> _Supplied records_

· · ·

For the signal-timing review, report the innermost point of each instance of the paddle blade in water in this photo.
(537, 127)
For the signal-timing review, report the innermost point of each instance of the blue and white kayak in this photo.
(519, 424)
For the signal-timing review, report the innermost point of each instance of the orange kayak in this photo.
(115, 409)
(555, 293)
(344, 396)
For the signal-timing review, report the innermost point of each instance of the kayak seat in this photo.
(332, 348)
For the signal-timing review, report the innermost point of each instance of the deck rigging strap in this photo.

· · ·

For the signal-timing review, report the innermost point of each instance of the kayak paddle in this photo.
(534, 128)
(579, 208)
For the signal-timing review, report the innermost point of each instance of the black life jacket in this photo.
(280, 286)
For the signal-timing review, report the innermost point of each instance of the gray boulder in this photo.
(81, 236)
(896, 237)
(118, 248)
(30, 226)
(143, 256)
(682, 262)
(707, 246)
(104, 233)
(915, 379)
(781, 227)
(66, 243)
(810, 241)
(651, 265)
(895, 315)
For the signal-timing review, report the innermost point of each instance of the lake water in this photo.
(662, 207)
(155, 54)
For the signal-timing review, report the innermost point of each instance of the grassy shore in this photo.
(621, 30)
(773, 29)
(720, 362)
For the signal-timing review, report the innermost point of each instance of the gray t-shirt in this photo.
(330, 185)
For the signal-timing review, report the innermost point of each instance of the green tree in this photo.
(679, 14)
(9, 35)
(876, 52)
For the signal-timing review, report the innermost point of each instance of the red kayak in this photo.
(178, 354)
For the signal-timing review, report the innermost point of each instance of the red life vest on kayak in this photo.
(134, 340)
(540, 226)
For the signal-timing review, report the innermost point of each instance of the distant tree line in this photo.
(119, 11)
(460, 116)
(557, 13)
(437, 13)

· · ·

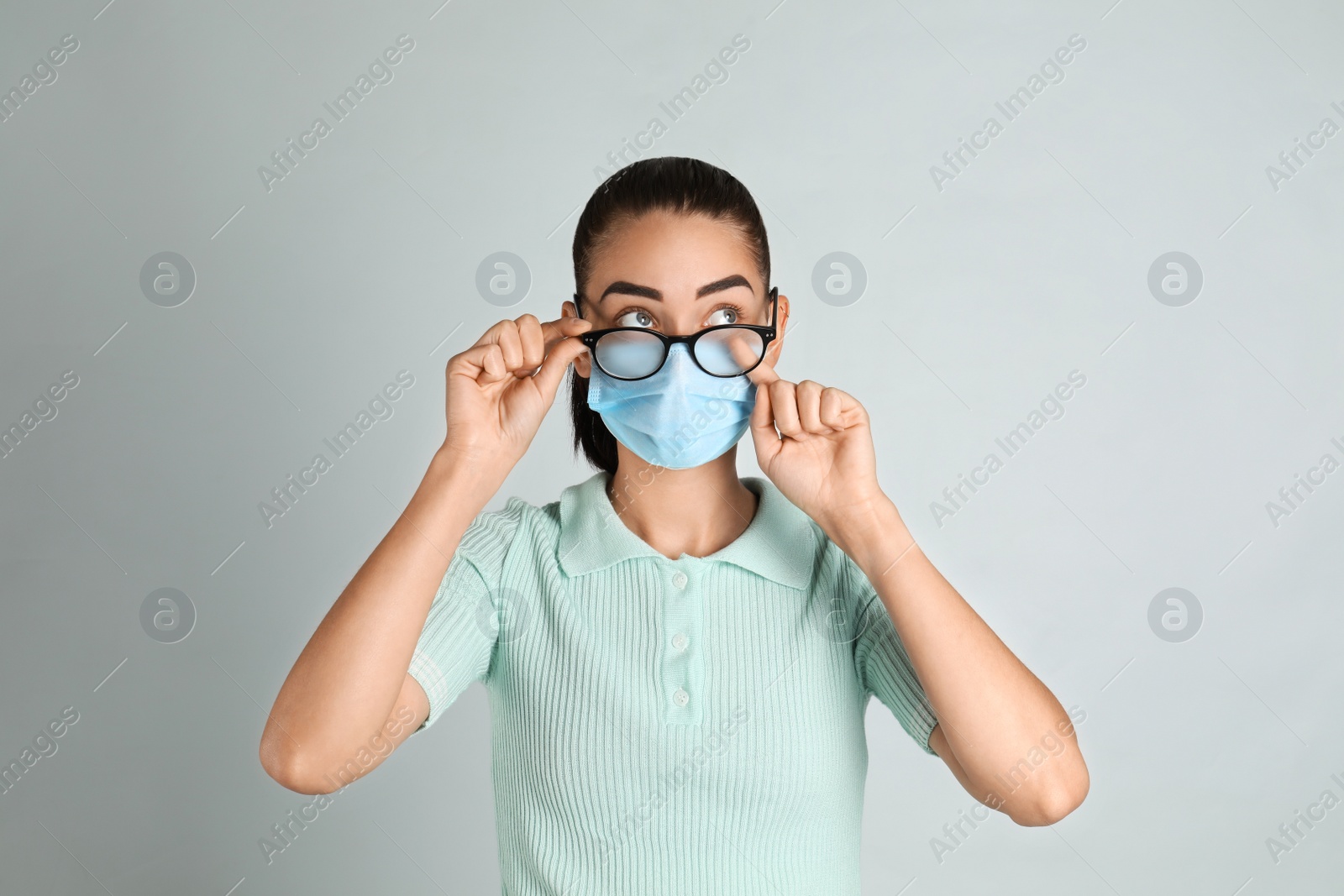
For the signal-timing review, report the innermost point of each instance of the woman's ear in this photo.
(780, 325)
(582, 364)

· · ·

> _Short task_
Copy the stretch from the line containing "orange kayak in this photo." through the line containing "strap in this photo.", substituting "cockpit seat" for "kayak seat" and leaving everything else unchanged.

> _Task response_
For the signal-timing review, report the innermost point of each instance of the orange kayak in this photo.
(115, 409)
(555, 293)
(344, 396)
For the signal-timing review, report the innermost point of each instance of the cockpit seat in this photo.
(332, 348)
For the signal-timing review, report the innermost point of each instance of the deck rigging strap in this photo.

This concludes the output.